Exercise input
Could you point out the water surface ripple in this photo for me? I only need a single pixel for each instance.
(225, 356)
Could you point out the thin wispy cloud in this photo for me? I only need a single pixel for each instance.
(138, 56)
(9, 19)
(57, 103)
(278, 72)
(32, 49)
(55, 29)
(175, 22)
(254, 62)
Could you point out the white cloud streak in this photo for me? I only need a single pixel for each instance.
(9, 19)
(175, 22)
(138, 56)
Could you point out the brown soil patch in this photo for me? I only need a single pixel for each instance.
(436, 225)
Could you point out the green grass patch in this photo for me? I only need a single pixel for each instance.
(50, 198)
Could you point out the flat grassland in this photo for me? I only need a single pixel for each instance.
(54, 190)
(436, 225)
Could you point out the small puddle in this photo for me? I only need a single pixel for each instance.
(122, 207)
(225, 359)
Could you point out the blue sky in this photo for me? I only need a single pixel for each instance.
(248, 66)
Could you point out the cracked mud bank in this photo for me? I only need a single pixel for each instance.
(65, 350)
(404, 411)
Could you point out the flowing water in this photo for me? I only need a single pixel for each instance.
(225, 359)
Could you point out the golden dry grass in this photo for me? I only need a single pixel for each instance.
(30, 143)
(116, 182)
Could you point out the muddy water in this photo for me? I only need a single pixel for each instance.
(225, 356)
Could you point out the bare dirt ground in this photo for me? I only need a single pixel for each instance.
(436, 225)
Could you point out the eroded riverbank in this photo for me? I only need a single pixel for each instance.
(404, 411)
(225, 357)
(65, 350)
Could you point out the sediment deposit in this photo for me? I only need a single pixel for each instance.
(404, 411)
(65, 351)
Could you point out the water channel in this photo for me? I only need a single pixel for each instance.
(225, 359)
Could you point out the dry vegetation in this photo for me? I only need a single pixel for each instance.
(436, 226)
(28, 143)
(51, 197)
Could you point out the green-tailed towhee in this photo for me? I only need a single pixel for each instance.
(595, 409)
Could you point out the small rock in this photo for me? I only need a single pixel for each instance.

To be done
Copy out every row above word for word, leaving nothing out and changing nothing.

Reply to the task
Could you point out the water surface ripple in this photo for me? I only need a single pixel for each instance.
(225, 356)
Could you point out the thin wispy cloud in this photo for me? I only need a single pixel for each instance.
(138, 56)
(9, 19)
(57, 103)
(278, 72)
(32, 49)
(55, 29)
(175, 22)
(254, 62)
Could you point out the white cloud streak in this photo for me? I only need a single pixel for each instance.
(9, 19)
(175, 22)
(138, 56)
Could you point out the brown soil patch in this photo for me? I only need a single pixel for each instance.
(436, 225)
Could you point out the green grass patch in this photo for me? I only need a single pixel for each instance.
(50, 198)
Could you point out the flat grassland in this photo for me? I only need a single pixel for each instance.
(54, 190)
(436, 225)
Could you point out the small puddle in this photo for me? I only need a single pixel for each instance.
(122, 207)
(225, 359)
Could you point out the blue sky in this photo for me? I only need a single pixel for each instance.
(248, 66)
Could you point out the cracked mud bank in this photo for me? I only need a single pixel for each instance.
(65, 350)
(404, 411)
Could you point out the flowing water in this photo for me? I only need a single pixel for each instance.
(225, 359)
Could you point out the golden dry grass in this photo for me? I only need a single pixel for each instance.
(30, 143)
(116, 182)
Could you point out the muddy water in this photo for me? I only need a single pixel for each instance.
(225, 356)
Could you point out the bare dirt ground in this photo for me? I only need a single pixel for each instance.
(436, 225)
Could you point out the eroded riverbank in this photo for me? I only need a single pixel for each instance.
(404, 411)
(225, 357)
(65, 350)
Could you point out the sediment deposit in this photo for me? I only need a single pixel for each instance.
(404, 411)
(65, 351)
Could you point out the water channel in this photo for me? I only need a single pixel for each instance.
(225, 359)
Could you point out the dry vegetation in this photo for me? I only need a single pixel for each instance.
(436, 226)
(28, 143)
(51, 197)
Could you point out the green-tailed towhee in this photo for me? I only need a single pixel for each instance.
(595, 409)
Could you point out the small rock in this photo for me? I only need a single pixel for each instance.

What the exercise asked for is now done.